> Information shown
★ ★ ★ ★
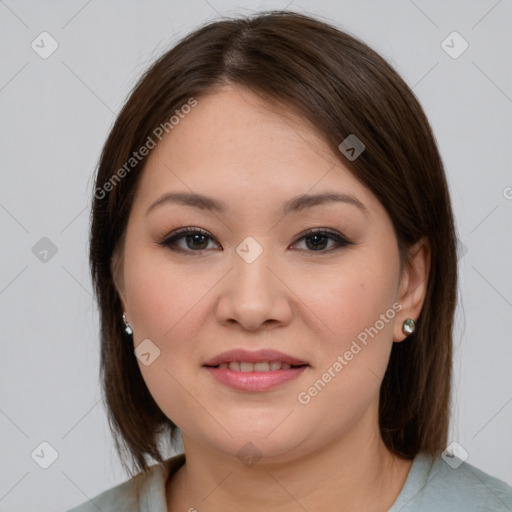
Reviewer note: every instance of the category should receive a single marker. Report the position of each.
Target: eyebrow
(293, 205)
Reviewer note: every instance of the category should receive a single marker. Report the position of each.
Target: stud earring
(408, 326)
(127, 327)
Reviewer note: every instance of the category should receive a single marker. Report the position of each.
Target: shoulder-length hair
(342, 87)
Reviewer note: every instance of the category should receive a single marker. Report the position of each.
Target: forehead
(233, 141)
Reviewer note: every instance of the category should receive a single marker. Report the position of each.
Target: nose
(254, 294)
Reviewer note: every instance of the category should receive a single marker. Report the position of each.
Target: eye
(194, 239)
(318, 239)
(191, 239)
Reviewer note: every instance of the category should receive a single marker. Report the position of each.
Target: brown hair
(342, 87)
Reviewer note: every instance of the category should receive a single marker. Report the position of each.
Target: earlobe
(413, 288)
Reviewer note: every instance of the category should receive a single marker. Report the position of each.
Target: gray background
(55, 115)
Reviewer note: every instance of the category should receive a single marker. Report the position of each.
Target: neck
(355, 472)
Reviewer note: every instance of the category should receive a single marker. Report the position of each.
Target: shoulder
(123, 497)
(436, 485)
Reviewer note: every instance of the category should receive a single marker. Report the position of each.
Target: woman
(273, 253)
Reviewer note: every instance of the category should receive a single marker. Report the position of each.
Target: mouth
(261, 366)
(248, 371)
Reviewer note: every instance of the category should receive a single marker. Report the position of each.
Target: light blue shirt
(431, 486)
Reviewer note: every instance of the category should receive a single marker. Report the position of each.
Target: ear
(413, 285)
(116, 269)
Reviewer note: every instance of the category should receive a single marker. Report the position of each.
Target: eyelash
(170, 240)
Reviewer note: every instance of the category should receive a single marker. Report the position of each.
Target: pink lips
(254, 380)
(253, 357)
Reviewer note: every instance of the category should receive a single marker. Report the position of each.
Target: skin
(327, 454)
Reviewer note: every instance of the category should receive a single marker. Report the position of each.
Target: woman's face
(251, 280)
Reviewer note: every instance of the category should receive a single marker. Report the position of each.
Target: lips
(254, 360)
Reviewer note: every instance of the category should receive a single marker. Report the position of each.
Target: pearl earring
(127, 327)
(408, 326)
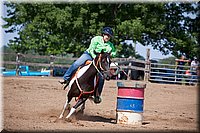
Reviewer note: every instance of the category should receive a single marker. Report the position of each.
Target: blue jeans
(80, 61)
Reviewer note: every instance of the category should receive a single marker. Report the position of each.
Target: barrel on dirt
(130, 102)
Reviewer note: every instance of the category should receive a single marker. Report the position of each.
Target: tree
(67, 28)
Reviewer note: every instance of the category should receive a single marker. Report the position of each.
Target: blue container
(130, 104)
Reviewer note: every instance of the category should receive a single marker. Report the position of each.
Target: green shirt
(97, 44)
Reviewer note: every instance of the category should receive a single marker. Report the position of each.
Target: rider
(97, 44)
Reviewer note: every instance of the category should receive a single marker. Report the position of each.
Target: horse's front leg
(83, 107)
(73, 109)
(66, 106)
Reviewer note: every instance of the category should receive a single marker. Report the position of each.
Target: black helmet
(108, 30)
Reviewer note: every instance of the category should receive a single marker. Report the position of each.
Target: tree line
(62, 28)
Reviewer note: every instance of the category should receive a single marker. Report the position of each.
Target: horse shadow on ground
(92, 118)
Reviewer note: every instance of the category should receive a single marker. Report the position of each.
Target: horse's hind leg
(73, 109)
(66, 105)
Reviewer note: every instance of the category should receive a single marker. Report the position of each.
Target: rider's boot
(97, 99)
(65, 83)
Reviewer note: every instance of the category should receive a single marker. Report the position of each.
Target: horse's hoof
(68, 120)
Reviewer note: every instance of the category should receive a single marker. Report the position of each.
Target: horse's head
(103, 62)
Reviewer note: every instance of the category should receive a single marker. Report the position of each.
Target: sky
(140, 49)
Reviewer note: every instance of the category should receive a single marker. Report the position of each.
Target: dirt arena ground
(35, 103)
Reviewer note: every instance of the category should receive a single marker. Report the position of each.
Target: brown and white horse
(84, 83)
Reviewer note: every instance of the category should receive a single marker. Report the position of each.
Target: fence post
(129, 70)
(17, 63)
(52, 59)
(147, 66)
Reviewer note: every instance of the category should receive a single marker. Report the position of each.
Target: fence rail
(153, 72)
(165, 73)
(65, 62)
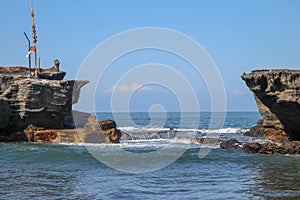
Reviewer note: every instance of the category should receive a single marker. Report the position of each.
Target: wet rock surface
(39, 109)
(277, 94)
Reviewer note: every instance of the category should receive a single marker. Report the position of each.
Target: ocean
(156, 159)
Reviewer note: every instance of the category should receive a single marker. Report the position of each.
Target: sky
(239, 36)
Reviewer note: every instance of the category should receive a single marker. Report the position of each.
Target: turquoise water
(70, 171)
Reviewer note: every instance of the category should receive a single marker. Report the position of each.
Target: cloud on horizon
(127, 88)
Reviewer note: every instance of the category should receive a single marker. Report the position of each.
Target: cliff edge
(277, 94)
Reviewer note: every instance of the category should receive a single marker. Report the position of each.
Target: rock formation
(44, 101)
(277, 93)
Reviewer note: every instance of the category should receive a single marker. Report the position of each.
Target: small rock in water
(230, 144)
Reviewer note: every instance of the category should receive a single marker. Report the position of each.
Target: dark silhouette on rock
(39, 109)
(277, 94)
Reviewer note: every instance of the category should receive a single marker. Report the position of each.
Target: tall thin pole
(29, 56)
(34, 38)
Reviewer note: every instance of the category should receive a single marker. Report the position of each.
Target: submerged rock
(256, 131)
(286, 147)
(277, 94)
(230, 144)
(39, 108)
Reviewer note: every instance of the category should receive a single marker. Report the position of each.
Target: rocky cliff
(277, 93)
(45, 101)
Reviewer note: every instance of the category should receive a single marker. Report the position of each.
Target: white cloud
(127, 88)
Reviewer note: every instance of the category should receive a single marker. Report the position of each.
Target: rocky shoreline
(277, 94)
(38, 108)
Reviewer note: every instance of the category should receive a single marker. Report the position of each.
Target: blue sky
(240, 36)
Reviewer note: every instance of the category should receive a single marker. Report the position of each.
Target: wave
(132, 129)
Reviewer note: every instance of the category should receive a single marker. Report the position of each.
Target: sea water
(147, 167)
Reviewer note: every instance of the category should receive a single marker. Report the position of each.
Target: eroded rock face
(42, 102)
(277, 93)
(90, 133)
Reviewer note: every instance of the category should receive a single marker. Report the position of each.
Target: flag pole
(34, 49)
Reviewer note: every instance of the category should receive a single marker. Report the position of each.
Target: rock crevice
(277, 93)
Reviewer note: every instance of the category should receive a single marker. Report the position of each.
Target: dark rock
(230, 144)
(107, 124)
(252, 147)
(256, 131)
(286, 147)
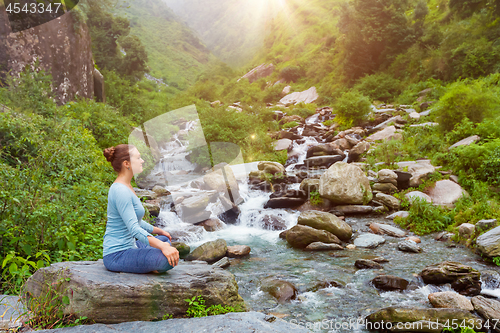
★ ★ ★ ★
> Written request
Gather every line of the entries that contains the word "brown", and copy each of those lines.

> Completed task
Target: brown hair
Target: brown and white horse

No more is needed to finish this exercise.